### TRECHO DE ORIGEM

PERSONAL SHOPPER
Opinião
Já disse aqui que Kristen Stewart conseguiu o que parecia o improvável: afastar-se da imagem vampiresca da saga Crepúsculo e construir uma carreira com personalidade. Seu parceiro Robert Pattinson não conseguiu – olho pra ele e vejo sempre um sujeito morto-vivo. Kristen não. Já quando embarca no road movie Na Estrada dá o ar da graça, vai solidificando sua presença, embora como coadjuvante, no outro filme do diretor francês Olivier Assayas, Acima das Nuvens, brilha do lado de Julianne Moore em Para Sempre Alice, pra realmente dizer a que veio sob direção de Woody Allen em Café Society. Agora, Personal Shopper é ele mesma – e praticamente sozinha.
Kristen faz um filme sobre consumo. Seu trabalho como personal shopper – alguém que escolhe roupas e acessórios para outro alguém, famoso ou não, que não tem tempo, paciência ou, teoricamente, bom gosto pra escolher para si próprio. Coisa esquisita, não saber o que gosta de vestir. Tem a história da construção do visual, pra quem é famoso e vive de vender sua imagem. Mesmo assim é um tanto quanto estranho. Enfim, Kristen é Maureen, uma moça que mora em Paris, garante uma grana cuidando comprando roupas, joias, acessórios para uma famosa enjoada e cheia de vontades, está passando pelo luto pela morte do irmão gêmeo e tem que lidar com seu fantasma rondando sua vida. É médium e percebe a presença do irmão na casa da família e em outros ambientes onde vai. Além disso, tem que lidar com outro fantasma que a assombra pelo whatsapp, que segue seus passos, sabe tudo sobre ela, a desafia a transitar pelo proibido (como provar as roupas da sua chefe enjoada e cheia de vontades) e transgredir. O filme é Maureen do começo ao fim, com suas angústias e dúvidas, transitando nos universos que não lhe pertencem: a fama, as roupas caras, o apartamento transado, as joias Cartier, o mundo virtual atual, a morte do irmão que já não existe mais.

######
### MATERIAL FORNECIDO

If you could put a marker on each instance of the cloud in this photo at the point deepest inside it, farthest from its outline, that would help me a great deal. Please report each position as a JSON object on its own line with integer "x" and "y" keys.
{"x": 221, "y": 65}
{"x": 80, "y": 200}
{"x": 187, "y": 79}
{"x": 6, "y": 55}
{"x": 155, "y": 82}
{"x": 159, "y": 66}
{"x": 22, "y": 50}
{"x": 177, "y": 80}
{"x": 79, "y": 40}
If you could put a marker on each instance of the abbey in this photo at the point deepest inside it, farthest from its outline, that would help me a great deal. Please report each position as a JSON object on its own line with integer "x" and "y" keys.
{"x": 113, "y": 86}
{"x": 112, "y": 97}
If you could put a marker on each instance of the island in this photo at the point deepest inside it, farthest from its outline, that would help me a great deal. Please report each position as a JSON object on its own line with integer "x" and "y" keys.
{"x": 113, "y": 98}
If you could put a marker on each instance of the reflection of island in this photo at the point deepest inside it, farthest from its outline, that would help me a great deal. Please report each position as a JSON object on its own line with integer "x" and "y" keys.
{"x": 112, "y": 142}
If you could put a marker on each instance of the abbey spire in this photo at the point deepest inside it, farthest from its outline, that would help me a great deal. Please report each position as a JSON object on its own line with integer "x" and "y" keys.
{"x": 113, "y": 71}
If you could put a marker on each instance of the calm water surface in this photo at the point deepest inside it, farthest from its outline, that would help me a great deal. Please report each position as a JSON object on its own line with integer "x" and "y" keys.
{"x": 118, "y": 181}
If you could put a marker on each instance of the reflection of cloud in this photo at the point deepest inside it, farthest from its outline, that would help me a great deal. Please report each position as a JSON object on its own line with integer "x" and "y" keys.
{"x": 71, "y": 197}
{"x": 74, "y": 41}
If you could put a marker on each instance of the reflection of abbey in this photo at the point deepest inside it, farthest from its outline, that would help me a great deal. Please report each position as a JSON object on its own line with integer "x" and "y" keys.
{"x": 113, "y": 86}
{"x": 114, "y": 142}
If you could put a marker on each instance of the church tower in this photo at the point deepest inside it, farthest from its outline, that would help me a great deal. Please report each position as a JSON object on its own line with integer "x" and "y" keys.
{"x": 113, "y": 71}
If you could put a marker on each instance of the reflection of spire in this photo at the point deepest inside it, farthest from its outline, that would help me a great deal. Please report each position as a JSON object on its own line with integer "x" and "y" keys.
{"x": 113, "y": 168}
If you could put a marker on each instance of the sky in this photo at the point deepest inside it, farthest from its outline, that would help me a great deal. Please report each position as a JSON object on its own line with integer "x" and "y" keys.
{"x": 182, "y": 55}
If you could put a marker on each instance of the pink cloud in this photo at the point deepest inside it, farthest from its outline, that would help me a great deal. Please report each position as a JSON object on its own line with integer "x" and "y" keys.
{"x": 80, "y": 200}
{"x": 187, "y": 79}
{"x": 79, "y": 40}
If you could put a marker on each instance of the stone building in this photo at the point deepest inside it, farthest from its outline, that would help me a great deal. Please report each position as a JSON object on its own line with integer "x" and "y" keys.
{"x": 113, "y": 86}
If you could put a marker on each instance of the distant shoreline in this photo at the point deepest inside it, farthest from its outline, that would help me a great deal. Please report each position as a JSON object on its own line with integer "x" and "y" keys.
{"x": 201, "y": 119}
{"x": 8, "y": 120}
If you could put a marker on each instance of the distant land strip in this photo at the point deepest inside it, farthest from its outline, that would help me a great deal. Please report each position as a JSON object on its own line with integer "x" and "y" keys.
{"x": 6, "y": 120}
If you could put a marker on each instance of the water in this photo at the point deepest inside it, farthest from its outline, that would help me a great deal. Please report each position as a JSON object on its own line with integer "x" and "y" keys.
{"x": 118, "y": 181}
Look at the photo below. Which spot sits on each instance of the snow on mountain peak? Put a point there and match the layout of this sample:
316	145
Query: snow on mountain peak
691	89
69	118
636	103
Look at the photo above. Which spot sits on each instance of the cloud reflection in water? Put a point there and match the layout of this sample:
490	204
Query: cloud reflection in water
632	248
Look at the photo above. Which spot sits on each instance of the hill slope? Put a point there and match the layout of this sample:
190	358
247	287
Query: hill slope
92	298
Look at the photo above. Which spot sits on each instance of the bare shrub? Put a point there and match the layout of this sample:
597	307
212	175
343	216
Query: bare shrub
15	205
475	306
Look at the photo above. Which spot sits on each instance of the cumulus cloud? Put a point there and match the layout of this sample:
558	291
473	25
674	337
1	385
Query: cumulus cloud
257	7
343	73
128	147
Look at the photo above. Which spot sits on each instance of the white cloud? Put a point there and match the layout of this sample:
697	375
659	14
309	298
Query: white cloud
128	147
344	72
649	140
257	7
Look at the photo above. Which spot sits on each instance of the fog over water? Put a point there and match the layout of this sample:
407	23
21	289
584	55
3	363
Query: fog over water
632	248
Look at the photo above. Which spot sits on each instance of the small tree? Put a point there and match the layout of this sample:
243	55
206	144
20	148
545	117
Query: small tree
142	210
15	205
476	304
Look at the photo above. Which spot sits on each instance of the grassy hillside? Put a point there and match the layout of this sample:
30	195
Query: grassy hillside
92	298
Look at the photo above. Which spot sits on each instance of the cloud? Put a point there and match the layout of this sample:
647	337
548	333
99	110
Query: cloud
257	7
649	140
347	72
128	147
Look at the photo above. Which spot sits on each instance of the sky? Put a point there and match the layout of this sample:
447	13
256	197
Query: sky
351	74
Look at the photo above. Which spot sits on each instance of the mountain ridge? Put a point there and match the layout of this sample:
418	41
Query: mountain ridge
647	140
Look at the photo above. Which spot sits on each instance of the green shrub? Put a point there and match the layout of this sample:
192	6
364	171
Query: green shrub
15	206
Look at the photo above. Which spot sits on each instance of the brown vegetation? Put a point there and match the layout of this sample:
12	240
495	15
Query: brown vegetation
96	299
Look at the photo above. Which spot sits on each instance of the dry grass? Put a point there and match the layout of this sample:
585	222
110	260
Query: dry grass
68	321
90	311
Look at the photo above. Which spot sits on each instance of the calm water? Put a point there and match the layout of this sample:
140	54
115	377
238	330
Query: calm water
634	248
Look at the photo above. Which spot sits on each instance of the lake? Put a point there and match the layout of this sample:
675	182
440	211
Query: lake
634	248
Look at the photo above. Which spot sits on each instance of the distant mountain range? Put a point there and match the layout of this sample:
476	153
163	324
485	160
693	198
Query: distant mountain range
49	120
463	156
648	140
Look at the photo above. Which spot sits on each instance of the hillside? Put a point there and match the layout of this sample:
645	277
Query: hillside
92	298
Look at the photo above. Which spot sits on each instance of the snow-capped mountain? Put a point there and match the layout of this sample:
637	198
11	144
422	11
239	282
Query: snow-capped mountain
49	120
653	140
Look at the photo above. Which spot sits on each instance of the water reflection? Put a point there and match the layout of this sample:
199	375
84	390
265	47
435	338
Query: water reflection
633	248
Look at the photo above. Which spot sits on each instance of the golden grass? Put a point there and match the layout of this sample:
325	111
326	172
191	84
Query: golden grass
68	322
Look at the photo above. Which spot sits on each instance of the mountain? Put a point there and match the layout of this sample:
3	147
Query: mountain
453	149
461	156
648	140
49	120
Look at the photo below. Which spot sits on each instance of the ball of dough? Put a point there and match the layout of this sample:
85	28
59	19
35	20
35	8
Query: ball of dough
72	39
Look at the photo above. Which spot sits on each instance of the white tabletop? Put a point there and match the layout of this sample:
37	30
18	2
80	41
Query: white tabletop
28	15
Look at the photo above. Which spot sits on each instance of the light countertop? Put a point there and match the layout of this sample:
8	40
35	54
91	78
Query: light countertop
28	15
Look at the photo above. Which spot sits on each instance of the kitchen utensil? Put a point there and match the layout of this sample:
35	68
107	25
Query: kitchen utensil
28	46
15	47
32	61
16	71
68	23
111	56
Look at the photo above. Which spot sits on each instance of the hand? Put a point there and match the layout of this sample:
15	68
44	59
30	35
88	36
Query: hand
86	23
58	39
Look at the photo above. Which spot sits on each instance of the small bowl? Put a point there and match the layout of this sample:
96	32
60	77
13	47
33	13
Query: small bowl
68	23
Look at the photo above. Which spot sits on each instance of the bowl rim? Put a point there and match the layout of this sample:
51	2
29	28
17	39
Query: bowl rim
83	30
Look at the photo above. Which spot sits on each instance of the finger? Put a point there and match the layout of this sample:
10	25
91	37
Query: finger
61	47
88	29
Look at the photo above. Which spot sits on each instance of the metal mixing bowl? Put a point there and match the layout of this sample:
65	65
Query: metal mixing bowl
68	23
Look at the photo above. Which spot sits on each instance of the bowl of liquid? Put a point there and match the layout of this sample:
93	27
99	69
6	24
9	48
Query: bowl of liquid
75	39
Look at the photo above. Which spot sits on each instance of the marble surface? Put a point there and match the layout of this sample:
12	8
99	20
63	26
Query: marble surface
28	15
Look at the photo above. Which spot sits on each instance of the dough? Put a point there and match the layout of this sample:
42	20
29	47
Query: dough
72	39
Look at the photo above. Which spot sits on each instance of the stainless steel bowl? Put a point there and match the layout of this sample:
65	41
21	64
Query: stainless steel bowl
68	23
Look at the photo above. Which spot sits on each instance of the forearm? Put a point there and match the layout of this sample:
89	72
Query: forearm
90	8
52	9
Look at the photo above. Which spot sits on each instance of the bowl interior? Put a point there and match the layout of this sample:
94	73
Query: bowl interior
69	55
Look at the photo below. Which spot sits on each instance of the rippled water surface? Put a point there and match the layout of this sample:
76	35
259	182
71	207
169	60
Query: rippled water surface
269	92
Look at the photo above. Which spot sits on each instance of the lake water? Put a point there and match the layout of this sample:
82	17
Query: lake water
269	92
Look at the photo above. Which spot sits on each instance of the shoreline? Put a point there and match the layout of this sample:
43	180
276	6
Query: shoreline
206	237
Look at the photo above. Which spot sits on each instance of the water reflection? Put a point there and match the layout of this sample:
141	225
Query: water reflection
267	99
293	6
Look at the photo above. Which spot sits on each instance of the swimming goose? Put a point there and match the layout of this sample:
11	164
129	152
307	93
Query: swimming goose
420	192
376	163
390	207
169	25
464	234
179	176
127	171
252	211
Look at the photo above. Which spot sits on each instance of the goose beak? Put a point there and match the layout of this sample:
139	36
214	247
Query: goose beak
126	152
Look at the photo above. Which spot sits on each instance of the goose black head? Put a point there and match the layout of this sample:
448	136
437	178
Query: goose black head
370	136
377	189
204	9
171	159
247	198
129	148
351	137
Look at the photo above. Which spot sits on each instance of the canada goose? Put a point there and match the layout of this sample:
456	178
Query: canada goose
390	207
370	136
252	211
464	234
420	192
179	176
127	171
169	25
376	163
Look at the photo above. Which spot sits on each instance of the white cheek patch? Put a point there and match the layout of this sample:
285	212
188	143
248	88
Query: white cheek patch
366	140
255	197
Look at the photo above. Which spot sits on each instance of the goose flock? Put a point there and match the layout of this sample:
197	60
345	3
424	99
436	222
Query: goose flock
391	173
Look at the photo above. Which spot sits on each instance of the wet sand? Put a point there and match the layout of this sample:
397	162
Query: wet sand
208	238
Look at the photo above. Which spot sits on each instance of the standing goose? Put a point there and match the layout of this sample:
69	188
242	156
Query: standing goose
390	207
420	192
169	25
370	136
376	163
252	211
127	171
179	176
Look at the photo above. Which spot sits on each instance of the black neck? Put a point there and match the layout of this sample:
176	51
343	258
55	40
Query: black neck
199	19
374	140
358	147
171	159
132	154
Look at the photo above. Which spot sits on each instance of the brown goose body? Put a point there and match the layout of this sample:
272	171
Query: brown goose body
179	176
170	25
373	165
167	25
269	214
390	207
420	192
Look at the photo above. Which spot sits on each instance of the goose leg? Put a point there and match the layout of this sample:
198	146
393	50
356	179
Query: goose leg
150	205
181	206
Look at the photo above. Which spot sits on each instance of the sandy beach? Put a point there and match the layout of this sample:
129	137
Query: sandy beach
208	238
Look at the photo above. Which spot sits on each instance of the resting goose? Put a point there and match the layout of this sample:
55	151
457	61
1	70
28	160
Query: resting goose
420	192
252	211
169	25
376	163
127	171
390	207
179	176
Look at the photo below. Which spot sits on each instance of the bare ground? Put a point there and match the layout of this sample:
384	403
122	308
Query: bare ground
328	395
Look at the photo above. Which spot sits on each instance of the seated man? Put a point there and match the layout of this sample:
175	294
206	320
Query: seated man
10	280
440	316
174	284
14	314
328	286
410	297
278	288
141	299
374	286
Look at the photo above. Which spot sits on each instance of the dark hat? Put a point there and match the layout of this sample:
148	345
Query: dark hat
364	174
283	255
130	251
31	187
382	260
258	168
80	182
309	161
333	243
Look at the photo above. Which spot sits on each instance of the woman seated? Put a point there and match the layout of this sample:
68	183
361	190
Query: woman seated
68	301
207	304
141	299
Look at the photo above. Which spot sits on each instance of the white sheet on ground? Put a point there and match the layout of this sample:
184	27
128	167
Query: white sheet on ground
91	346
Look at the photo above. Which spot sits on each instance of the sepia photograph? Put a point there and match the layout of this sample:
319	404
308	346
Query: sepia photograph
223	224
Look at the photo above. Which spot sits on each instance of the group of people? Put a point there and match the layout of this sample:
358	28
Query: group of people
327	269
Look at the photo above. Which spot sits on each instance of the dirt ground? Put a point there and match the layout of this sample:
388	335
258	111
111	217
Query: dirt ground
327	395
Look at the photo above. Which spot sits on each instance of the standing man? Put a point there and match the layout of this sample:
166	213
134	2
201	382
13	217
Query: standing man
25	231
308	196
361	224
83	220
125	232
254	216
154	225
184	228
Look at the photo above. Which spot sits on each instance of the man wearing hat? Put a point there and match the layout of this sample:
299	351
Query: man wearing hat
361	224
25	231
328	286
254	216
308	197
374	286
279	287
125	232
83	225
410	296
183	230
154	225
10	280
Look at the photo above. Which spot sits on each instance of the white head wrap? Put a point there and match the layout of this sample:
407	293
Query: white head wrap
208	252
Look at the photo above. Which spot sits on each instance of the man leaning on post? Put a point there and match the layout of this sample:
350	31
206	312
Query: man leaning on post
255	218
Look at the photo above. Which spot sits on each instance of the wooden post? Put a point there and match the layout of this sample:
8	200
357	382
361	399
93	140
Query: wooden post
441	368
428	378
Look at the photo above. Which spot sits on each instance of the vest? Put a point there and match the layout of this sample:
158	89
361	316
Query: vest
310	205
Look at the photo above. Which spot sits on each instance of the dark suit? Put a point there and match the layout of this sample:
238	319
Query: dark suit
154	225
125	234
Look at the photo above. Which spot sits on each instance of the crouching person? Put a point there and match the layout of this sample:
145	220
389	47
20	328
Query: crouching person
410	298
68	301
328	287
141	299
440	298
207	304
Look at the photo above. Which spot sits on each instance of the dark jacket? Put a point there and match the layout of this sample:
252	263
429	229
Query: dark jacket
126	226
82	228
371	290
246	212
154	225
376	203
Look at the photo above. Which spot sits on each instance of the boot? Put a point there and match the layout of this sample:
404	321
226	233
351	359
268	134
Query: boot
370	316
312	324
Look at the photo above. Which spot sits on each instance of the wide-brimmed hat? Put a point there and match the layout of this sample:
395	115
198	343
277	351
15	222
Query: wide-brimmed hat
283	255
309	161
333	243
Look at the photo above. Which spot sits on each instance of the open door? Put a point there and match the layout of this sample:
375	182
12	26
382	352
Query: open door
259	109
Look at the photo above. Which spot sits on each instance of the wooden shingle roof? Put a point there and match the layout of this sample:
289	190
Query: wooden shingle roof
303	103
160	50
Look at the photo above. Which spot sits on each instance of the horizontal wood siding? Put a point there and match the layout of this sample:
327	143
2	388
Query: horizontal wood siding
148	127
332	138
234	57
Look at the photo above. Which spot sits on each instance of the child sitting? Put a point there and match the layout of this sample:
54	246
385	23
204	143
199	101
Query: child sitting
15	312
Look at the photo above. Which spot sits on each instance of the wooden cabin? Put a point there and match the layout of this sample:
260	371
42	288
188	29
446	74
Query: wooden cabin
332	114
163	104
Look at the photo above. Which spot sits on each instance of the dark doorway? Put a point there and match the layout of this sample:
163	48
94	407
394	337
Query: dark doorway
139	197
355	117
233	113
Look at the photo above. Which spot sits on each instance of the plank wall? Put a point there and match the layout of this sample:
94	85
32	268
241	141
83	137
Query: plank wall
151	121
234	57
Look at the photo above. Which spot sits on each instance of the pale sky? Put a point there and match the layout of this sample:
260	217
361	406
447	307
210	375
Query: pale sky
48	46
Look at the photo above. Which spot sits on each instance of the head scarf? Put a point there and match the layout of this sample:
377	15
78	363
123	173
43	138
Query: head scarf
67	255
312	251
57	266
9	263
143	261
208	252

######

• _PROBLEMA A RESOLVER_
Liste todos os universos que, segundo o texto sobre Personal Shopper, não pertencem a Maureen.

• _SOLUÇÃO DO EXERCÍCIO_
- a fama
- as roupas caras
- o apartamento transado
- as joias Cartier
- o mundo virtual atual
- a morte do irmão que já não existe mais